> Written exercise: Scale the lines below by rewriting all of them, requests included, with each pixel coordinate in the answers multiplied by 1.2 and rounded to a whole number, halves rounded up. Keep the requests unchanged and leave the pictures out.

> Named object pointing lines:

- - - - - - -

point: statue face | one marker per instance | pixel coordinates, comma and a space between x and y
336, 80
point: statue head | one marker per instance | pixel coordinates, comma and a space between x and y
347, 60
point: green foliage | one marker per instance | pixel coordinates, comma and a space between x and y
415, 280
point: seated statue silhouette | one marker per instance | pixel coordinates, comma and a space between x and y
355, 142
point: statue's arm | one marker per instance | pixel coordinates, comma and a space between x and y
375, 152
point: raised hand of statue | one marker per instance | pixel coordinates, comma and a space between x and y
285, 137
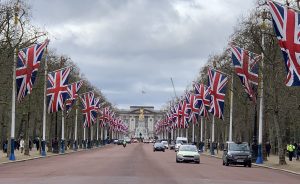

- - - - - - -

> Output of the exercise:
point: statue face | one marker per instance | pixel coordinates, comma and a space between x and y
403, 96
point: statue head | one marker per instance | pixel coordinates, comma and a space between x and y
416, 72
point: green foliage | one marker per instance | pixel coordinates, comma and a space between x and y
498, 336
point: seated statue silhouette | one marker per instance | pixel coordinates, comma and a space between x and y
426, 170
point: statue's arm | one marker per instance | pixel coordinates, comma and a space between x and y
450, 182
point: raised hand of statue | one marker per instance | pixel coordinates, comma and a space between x and y
342, 164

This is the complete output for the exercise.